→ **Your task**
Emit a verbatim copy of the lines running from the line with "TARGET = dining table" through the end of the material below.

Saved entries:
begin

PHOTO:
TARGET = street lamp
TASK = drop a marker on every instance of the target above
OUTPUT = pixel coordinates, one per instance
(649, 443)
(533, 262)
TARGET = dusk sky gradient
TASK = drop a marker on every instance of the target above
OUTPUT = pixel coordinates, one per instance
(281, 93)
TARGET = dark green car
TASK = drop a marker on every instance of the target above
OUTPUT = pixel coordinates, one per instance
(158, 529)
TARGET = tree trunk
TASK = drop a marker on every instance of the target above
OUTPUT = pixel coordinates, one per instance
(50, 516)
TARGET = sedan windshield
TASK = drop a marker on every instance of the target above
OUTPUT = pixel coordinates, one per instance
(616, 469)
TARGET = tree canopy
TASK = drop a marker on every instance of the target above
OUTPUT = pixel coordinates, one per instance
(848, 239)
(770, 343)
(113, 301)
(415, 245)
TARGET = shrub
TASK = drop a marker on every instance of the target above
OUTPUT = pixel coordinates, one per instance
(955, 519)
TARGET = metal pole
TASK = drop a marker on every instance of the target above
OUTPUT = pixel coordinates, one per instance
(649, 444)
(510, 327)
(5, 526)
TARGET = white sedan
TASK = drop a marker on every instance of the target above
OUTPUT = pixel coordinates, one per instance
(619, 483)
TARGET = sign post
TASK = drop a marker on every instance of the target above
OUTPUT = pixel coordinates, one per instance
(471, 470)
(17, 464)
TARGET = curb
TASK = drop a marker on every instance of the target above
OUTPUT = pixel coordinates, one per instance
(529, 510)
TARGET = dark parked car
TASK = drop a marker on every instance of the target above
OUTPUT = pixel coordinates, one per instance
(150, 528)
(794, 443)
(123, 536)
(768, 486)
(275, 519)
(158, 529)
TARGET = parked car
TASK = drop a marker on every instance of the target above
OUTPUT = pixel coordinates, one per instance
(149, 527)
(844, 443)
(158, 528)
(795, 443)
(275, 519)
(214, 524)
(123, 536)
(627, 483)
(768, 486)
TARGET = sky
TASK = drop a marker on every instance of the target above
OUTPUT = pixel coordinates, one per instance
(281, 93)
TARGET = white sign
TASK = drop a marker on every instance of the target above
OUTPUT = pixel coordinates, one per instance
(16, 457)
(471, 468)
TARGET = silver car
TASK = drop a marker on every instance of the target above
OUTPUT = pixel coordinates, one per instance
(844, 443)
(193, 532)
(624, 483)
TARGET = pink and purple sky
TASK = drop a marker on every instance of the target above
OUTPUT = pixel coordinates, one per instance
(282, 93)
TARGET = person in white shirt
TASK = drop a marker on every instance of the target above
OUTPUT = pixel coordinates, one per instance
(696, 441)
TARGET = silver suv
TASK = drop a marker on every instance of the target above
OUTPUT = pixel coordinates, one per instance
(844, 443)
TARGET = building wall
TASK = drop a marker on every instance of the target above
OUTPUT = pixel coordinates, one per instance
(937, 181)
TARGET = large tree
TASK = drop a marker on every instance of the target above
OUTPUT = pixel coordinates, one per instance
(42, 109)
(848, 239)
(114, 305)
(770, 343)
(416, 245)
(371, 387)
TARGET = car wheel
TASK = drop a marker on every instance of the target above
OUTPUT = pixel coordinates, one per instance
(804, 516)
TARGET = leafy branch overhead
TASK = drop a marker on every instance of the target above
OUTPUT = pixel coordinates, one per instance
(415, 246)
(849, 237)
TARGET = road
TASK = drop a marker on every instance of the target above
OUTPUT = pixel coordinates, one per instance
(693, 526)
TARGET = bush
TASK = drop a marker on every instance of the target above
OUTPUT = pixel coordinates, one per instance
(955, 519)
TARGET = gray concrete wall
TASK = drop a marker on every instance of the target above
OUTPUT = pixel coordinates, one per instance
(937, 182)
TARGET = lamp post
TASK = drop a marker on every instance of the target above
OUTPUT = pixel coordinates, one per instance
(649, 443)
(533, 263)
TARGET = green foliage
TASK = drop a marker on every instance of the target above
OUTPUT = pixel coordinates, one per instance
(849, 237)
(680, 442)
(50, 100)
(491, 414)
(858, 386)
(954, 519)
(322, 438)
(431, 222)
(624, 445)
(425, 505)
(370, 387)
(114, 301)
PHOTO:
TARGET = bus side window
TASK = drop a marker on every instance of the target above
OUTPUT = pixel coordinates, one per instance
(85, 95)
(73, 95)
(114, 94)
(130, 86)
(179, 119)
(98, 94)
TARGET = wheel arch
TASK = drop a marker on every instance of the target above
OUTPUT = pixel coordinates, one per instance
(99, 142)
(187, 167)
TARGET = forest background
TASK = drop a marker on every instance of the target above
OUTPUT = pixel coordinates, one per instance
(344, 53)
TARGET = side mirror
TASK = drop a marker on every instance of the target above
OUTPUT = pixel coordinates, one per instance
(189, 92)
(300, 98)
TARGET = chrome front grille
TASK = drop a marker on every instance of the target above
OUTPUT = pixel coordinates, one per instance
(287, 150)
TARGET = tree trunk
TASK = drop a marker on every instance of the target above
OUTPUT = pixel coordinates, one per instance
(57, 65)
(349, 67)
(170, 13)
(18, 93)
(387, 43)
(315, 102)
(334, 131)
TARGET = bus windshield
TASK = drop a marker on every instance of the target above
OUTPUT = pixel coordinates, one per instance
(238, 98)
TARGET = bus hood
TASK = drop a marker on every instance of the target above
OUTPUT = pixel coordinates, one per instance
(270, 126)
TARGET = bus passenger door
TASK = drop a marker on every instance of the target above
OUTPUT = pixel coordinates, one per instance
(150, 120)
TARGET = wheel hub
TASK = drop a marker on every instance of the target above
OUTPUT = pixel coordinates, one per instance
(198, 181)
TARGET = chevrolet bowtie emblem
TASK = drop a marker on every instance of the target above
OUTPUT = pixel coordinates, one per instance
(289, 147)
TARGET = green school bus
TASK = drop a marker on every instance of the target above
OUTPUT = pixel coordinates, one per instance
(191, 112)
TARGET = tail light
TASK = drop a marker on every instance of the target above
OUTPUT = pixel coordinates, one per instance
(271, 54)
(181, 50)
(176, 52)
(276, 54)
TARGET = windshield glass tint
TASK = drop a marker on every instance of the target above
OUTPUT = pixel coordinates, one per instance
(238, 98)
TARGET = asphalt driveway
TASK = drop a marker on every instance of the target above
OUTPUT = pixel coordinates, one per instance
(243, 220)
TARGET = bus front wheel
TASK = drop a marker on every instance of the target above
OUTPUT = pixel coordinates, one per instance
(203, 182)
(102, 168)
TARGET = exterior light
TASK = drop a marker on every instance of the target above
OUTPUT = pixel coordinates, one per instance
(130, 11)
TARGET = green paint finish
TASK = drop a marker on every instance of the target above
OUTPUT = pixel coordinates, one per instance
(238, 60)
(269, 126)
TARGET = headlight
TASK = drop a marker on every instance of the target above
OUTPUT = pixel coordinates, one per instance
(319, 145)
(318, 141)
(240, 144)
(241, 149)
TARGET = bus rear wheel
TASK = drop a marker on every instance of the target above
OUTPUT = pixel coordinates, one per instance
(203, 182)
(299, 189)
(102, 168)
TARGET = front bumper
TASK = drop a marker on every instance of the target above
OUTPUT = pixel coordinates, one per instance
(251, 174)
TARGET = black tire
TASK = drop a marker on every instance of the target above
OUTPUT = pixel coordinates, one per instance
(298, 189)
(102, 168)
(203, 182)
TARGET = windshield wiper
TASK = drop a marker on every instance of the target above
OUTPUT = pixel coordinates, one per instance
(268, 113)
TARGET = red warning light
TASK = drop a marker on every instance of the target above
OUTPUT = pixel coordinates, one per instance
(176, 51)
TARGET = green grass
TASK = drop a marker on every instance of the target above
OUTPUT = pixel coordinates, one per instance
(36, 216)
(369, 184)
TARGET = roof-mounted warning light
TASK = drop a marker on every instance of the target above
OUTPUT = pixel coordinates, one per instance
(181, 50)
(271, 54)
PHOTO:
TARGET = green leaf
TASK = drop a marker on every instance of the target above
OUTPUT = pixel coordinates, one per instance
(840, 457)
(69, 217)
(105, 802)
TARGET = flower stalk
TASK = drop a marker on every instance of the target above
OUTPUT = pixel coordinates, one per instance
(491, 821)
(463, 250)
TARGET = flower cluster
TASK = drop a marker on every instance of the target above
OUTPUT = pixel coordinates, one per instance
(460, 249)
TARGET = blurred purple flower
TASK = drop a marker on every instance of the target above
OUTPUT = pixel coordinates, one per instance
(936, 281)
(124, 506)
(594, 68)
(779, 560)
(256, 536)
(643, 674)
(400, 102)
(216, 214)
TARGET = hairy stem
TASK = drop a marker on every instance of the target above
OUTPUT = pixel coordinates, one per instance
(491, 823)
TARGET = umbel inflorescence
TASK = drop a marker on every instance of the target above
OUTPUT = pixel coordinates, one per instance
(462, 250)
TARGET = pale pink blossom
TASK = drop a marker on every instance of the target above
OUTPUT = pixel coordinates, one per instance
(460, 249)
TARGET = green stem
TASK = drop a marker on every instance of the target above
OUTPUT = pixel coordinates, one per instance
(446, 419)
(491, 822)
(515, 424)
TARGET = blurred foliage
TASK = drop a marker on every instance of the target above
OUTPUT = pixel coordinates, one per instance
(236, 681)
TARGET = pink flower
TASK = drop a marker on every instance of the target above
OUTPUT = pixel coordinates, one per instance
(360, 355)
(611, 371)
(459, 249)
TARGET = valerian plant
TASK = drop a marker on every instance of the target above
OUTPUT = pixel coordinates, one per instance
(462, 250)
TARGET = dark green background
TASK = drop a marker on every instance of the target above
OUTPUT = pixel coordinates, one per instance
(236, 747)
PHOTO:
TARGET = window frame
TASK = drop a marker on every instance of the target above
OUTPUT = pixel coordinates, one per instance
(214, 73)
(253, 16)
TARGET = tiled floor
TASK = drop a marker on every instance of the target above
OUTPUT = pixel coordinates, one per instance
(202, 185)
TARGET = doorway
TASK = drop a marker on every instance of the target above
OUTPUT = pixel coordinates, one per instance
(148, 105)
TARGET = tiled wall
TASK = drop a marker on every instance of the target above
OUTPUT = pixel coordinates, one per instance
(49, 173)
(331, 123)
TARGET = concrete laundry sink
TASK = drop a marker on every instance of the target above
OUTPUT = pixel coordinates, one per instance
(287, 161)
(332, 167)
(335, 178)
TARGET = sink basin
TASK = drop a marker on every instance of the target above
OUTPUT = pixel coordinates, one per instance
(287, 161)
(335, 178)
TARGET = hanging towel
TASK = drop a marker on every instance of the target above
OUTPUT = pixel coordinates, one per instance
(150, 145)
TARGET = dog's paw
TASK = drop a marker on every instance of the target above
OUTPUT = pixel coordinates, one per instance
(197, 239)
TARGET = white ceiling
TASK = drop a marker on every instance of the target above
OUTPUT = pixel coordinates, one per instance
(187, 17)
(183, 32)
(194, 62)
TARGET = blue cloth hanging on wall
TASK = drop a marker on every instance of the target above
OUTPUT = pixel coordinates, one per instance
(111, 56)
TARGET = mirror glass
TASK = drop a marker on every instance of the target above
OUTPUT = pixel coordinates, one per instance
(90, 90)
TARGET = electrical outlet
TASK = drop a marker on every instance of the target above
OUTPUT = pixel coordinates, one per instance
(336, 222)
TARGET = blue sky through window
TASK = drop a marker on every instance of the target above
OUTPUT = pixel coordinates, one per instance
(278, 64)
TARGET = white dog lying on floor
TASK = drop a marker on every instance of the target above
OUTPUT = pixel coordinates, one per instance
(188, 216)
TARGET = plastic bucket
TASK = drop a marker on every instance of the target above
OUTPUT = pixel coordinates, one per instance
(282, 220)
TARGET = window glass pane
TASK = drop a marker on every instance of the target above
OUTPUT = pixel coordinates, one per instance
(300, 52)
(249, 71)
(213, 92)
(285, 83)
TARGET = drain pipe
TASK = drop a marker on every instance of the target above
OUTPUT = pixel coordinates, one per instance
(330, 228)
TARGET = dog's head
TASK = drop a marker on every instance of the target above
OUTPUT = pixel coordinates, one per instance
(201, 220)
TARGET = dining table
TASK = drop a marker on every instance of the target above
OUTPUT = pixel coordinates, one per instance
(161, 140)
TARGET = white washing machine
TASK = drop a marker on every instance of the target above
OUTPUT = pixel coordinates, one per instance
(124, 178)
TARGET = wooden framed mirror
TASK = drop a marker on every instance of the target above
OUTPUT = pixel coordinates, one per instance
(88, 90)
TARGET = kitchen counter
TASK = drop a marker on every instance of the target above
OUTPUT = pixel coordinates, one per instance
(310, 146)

end

→ **Task solution**
TARGET = dining table
TASK = drop a marker on every instance of the target above
OUTPUT = pixel coordinates, one per instance
(161, 140)
TARGET = white washing machine
TASK = drop a marker on every instance of the target above
OUTPUT = pixel coordinates, one per instance
(124, 178)
TARGET = wooden framed mirror
TASK = drop a marker on every instance of the target above
OUTPUT = pixel coordinates, one per instance
(88, 90)
TARGET = kitchen counter
TASK = drop a marker on every instance of the target above
OUTPUT = pixel coordinates, one per instance
(310, 146)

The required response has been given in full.